=== TASK 1 ===
Reproduce word for word the part of the article on children's screen addiction between "His first exposure" and "a bargaining tool.", inclusive.
=== TASK 2 ===
For each statement below, say whether it agrees with the article on children's screen addiction, answering yes or no and quoting the words of the article that decide it: (a) The son first encountered screens in first grade at a public school. (b) Barbara McVeigh still had a TV in her home. (c) Barbara used the game as a bargaining tool.

Kids Turn Violent as Parents Battle ‘Digital Heroin’ Addiction
Experienced sailors, Barbara McVeigh and her husband exposed their children to the natural beauty near their home in Marin County, Calif. — boating, camping and adventuring in the great outdoors. None of this stopped her 9-year-old son from falling down the digital rabbit hole.
His first exposure to screens occurred in first grade at a highly regarded public school — named one of California’s “Distinguished Schools” — when he was encouraged to play edu-games after class. His contact with screens only increased during play dates where the majority of his friends played violent games on huge monitors in their suburban homes.
The results for Barbara’s son were horrific: Her sweet boy, who had a “big spirit” and loved animals, now only wanted to play inside on a device.
“He would refuse to do anything unless I would let him play his game,” she said. Barbara, who had discarded her TV 25 years ago, made the mistake of using the game as a bargaining tool.
Her son became increasingly explosive if she didn’t acquiesce. And then he got physical. It started with a push here, then a punch there. Frightened, she tried to take the device away. And that’s when it happened: “He beat the s–t out of me,” she told me.

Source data
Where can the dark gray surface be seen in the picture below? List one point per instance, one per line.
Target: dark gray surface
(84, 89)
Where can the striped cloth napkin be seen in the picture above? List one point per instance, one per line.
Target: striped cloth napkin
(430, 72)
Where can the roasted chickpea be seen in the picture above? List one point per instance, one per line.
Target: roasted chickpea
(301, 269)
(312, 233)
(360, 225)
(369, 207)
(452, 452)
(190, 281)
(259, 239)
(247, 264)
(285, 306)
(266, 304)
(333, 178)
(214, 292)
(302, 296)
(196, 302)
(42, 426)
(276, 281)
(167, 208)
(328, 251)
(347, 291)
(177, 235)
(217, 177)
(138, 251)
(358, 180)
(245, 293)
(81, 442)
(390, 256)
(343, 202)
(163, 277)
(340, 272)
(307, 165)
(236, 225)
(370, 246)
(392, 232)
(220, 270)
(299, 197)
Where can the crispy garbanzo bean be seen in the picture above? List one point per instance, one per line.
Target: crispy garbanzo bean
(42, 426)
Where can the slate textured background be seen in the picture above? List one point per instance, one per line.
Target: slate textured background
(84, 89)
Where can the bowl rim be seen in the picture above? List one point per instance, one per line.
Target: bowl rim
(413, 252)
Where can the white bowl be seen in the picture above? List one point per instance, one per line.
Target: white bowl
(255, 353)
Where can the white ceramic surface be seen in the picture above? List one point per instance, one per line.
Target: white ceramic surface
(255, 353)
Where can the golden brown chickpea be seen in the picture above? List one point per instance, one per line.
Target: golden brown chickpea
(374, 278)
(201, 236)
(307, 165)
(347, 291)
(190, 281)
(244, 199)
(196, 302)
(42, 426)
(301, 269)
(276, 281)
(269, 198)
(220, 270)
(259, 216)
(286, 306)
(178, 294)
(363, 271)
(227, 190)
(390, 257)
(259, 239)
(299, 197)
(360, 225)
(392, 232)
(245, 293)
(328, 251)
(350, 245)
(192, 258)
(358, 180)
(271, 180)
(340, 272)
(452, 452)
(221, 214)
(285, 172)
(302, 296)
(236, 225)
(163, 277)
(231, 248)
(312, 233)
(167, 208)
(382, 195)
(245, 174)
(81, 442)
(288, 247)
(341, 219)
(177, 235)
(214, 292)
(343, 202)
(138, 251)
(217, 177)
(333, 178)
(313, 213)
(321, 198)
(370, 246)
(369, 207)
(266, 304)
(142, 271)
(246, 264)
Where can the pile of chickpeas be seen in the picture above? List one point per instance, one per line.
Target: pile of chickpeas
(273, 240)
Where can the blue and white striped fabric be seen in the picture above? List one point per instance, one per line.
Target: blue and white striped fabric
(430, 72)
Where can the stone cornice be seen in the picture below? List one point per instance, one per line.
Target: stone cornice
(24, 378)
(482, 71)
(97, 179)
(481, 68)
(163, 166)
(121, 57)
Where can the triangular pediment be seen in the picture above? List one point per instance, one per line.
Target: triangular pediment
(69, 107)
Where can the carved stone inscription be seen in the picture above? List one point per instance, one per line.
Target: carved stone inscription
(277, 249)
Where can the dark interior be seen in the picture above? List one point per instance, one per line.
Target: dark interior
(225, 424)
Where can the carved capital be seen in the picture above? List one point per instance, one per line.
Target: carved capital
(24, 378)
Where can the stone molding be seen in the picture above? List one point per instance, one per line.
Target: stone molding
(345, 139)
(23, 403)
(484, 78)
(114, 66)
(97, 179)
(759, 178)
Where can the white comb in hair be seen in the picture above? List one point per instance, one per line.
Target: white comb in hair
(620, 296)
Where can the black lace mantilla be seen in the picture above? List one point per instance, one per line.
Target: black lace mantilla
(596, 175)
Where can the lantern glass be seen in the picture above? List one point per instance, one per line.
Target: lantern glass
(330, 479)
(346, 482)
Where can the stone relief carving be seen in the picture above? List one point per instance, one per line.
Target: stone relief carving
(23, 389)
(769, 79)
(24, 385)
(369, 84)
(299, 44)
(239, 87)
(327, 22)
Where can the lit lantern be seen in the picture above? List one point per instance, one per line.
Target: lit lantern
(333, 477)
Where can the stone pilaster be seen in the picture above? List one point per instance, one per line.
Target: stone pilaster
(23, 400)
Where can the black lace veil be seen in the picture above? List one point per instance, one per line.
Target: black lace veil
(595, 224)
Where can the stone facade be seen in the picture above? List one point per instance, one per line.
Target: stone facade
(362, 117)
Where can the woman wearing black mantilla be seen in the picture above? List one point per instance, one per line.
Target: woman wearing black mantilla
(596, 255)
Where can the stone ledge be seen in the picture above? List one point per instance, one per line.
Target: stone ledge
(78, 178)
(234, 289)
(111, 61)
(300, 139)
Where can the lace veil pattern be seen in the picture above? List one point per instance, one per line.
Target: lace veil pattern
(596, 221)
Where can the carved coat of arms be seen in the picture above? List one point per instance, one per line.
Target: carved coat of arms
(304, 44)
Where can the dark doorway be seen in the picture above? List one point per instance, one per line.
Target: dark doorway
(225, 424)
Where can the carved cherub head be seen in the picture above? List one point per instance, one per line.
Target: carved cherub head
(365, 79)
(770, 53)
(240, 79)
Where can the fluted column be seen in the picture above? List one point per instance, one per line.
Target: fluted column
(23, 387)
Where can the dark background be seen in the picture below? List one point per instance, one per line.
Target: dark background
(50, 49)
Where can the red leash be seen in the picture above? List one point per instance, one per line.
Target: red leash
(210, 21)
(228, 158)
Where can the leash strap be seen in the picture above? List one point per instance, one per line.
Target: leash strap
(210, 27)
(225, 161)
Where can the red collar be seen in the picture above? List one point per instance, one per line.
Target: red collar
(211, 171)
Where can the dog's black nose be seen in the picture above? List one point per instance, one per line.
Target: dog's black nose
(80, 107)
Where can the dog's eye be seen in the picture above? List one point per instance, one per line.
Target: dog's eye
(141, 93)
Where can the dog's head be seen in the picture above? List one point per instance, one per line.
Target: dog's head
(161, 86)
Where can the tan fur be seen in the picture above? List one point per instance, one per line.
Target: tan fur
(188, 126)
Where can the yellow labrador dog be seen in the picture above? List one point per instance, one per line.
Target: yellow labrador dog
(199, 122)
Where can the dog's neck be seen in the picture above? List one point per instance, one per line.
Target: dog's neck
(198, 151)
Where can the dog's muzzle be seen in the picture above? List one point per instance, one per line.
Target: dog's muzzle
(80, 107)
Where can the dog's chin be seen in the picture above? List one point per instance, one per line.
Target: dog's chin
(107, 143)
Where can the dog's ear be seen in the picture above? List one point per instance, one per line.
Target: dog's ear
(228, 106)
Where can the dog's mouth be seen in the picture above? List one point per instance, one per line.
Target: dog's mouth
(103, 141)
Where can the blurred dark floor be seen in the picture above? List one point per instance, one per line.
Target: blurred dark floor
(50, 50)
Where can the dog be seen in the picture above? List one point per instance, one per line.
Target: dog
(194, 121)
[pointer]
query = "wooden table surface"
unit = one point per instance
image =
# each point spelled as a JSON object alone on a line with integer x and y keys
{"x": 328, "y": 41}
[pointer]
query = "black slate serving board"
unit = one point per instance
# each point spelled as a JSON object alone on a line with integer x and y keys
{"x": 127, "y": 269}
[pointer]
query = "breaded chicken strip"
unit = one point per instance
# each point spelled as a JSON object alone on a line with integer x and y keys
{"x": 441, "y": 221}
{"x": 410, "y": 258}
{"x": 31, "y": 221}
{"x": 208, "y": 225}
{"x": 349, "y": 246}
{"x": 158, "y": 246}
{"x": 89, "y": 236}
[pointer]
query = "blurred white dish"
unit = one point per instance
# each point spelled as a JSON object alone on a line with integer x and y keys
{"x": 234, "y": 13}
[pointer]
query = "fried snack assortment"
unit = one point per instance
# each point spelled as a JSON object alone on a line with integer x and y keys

=== TASK ANSWER 1 ===
His first exposure to screens occurred in first grade at a highly regarded public school — named one of California’s “Distinguished Schools” — when he was encouraged to play edu-games after class. His contact with screens only increased during play dates where the majority of his friends played violent games on huge monitors in their suburban homes.
The results for Barbara’s son were horrific: Her sweet boy, who had a “big spirit” and loved animals, now only wanted to play inside on a device.
“He would refuse to do anything unless I would let him play his game,” she said. Barbara, who had discarded her TV 25 years ago, made the mistake of using the game as a bargaining tool.

=== TASK ANSWER 2 ===
(a) Yes: "His first exposure to screens occurred in first grade at a highly regarded public school"
(b) No: "Barbara, who had discarded her TV 25 years ago"
(c) Yes: "made the mistake of using the game as a bargaining tool"